WRITTEN TASK 1
In the article on the Las Vegas labor case below, how many times did the off-duty Ark employees handbill on New York New York property?
WRITTEN TASK 2
Reproduce word for word the passage of the article on the Las Vegas labor case below, starting at "The Board sided" and ending at "the Ark restaurant.".
WRITTEN TASK 3
Write the next part of the article on the Las Vegas labor case below, picking up right after its last sentence.

SELECTED TEXT
[Start]
The National Labor Relations Board announced on September 4 that it will hold oral arguments in a long-pending Las Vegas restaurant organizing case that will impact employers far beyond the glitz and glitter of the Las Vegas Strip.
The National Labor Relations Board announced on September 4 that it will hold oral arguments in a long-pending Las Vegas restaurant organizing case that will impact employers far beyond the glitz and glitter of the Las Vegas Strip. At issue are the rights of contractor employees to conduct organizing activities on the property of the employer who is contracting for their services.
Ark Las Vegas Restaurant Corporation operates several restaurants on the property of the New York New York Hotel and Casino on the Las Vegas Strip. New York New York has a contract with the union, but Ark’s employees are non-union. On three separate occasions over a nine month period, small groups of off-duty Ark employees stationed themselves on New York New York property and distributed handbills to casino customers informing the public that Ark did not have a contract with the union. Twice the Ark employees handbilled just outside the main entrance to the casino. On one occasion, they handbilled on a walkway inside the casino in front of an Ark restaurant. On all three occasions New York New York security officers told the Ark employees they were trespassing and must leave. The Ark employees refused each time, so New York New York called local law enforcement, who cited the Ark employees for trespassing. The union filed unfair labor practice charges claiming that New York New York violated the Section 7 rights of the Ark employees by having them cited for trespass.
The Board sided with the union in two companion cases. New York New York, 334 NLRB 762 (2001), and 334 NLRB 772 (2001). Relying on its own precedent, the Board reasoned that because the Ark employees worked “regularly and exclusively” on New York New York’s property, they could not be trespassers there – even when off-duty. Thus they could solicit and distribute literature provided they did so in non-working areas of New York New York’s property, and provided their conduct did not threaten New York New York’s productivity and discipline. The Board ordered New York New York to cease and desist from prohibiting the Ark employees from soliciting and handbilling at the casino entrance and in front of the Ark restaurant.
[End]
SUPPLIED INFORMATION
[Start]
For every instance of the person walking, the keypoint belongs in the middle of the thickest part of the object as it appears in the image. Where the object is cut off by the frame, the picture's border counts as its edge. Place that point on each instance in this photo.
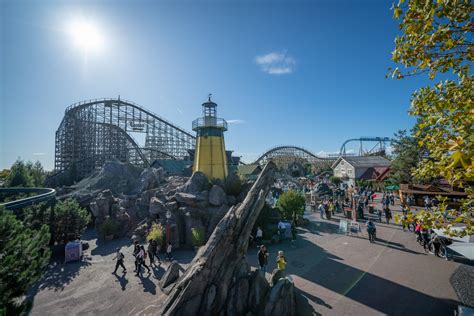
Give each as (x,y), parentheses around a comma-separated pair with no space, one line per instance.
[End]
EXERCISE RESPONSE 1
Three times, over a nine-month period.

EXERCISE RESPONSE 2
The Board sided with the union in two companion cases. New York New York, 334 NLRB 762 (2001), and 334 NLRB 772 (2001). Relying on its own precedent, the Board reasoned that because the Ark employees worked “regularly and exclusively” on New York New York’s property, they could not be trespassers there – even when off-duty. Thus they could solicit and distribute literature provided they did so in non-working areas of New York New York’s property, and provided their conduct did not threaten New York New York’s productivity and discipline. The Board ordered New York New York to cease and desist from prohibiting the Ark employees from soliciting and handbilling at the casino entrance and in front of the Ark restaurant.

EXERCISE RESPONSE 3
The union’s victory, however, was short-lived. The U.S. Court of Appeals for the D.C. Circuit refused to enforce the Board’s orders. New York New York v. NLRB, 313 F.3d 585 (D.C. Cir. 2002). The court chided the Board for failing to explain why the Ark employees should have the same rights as New York New York employees on the latter’s property. The court cited the U.S. Supreme Court’s decision in Lechmere, Inc. v. NLRB, 502 U.S. 527 (1992), which held that the scope of an individual’s Section 7 rights turns on his status as either an employee or a nonemployee. The court pointed out that the Ark employees were not New York New York’s employees. Given the Lechmere holding, the court could not accept the Board’s conclusion that New York New York had to treat the Ark employees like its own employees when they were handbilling on New York New York property.
The court remanded the case to the Board to resolve a number of unanswered questions:
1) Does the fact that the Ark employees work on New York New York’s property, without more, give them certain Section 7 rights throughout all of the non-working areas of New York New York’s property?
2) Or are the Ark employee invitees of some sort but with rights inferior to those of New York New York employees?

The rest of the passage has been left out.